- Entries supplied:
● ● ● ● ● ● ●
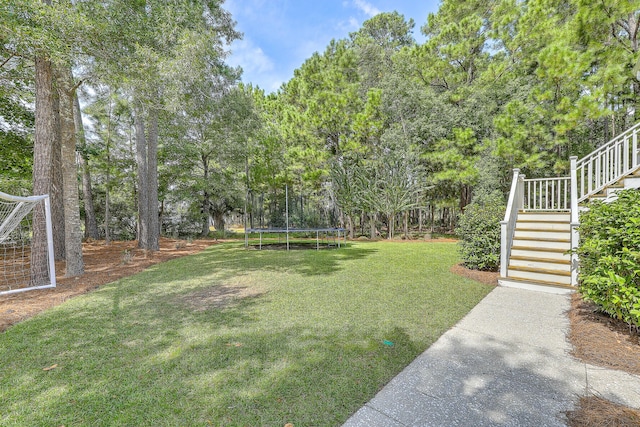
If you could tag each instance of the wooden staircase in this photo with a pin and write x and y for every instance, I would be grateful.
(539, 254)
(540, 226)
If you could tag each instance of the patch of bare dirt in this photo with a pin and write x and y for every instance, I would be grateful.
(103, 264)
(594, 411)
(601, 340)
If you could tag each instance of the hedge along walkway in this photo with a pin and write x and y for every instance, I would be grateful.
(235, 337)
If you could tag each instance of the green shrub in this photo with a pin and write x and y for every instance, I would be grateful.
(479, 232)
(609, 254)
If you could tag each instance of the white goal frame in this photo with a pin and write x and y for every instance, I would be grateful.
(24, 206)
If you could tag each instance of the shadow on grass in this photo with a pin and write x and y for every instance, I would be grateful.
(143, 365)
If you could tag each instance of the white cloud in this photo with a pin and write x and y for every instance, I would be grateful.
(250, 57)
(367, 8)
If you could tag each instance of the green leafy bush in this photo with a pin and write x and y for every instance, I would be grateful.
(609, 254)
(479, 232)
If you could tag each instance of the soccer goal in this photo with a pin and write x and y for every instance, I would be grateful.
(26, 244)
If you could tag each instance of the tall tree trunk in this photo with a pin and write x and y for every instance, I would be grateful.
(44, 142)
(72, 228)
(372, 219)
(57, 187)
(90, 223)
(406, 225)
(143, 190)
(153, 241)
(205, 215)
(218, 219)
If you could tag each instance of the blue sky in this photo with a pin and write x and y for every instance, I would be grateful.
(280, 34)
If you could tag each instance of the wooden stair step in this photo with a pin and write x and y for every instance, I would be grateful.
(543, 239)
(527, 248)
(537, 282)
(540, 271)
(542, 230)
(549, 260)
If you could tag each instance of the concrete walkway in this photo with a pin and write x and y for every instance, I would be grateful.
(506, 363)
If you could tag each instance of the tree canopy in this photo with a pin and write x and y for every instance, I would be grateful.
(382, 126)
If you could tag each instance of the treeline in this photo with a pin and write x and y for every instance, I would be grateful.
(378, 131)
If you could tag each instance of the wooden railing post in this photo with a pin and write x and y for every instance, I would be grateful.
● ● ● ● ● ● ●
- What the task requires:
Retype the entries word for word. Omit any images.

- Result of the task:
If you could tag each instance of the wooden staircase in this photo with a pin and write x and y for every instance, I would be grateful.
(539, 254)
(540, 226)
If you could tag each instance of the patch of bare dirt in this photo with a pin and write x and y for every instance, I would be grateful.
(103, 264)
(594, 411)
(601, 340)
If you could tag each instance of the hedge along walkway in this photo with a pin and write x and y for every instance, I would be grateful.
(235, 337)
If you could tag each instance of the green shrub in this photo with a pin and write x and y for every instance, I would be grateful.
(479, 232)
(609, 254)
If you could tag each instance of the white goal frame in this photo with a pin and write x and y for every instance, I would be grateful.
(24, 206)
If you could tag each instance of the shadow on grass in this photo with a pin and write x and y for every instance, I would be grateful.
(143, 365)
If you could tag each instance of the white cloud in this photo with a pin and write x and y for every instance, I would be grateful.
(250, 57)
(367, 8)
If you could tag each instance of the green leafy bush in this photo with a pin and write x and y for every instance, I would be grateful.
(609, 254)
(479, 232)
If you could tag each instance of the soccer goal in this photo with a pin and write x and y for every instance, I would be grateful.
(26, 244)
If you could tag each instance of the tall tree trunk in this photo with a pin and write x and y for every instance, I would be grateful.
(44, 142)
(72, 228)
(372, 219)
(57, 187)
(90, 223)
(406, 225)
(143, 190)
(153, 241)
(205, 215)
(218, 219)
If you could tag each instance of the blue sky in this photo with a pin and write x and y for every instance, I would be grateful.
(280, 34)
If you could tag each instance of the wooden stair step in this photo with a pin and write x and y for every instance, I would be grateful.
(543, 239)
(527, 248)
(537, 282)
(540, 271)
(542, 230)
(549, 260)
If you could tag each instance of the concrete walkway in this photo with a pin and write x and y for every instance, I would be grateful.
(506, 363)
If you could tag each instance of the tree canopy in this photo with a pin and write x and y for every instance, I would be grateful.
(382, 126)
If you could tag each instance of the treeline in this photo with a pin and write x and y for every instance, I would be grateful.
(378, 131)
If you could tag each instance of the wooden railing post in this photo with a pin and write x and y for every instance, I would be grateful.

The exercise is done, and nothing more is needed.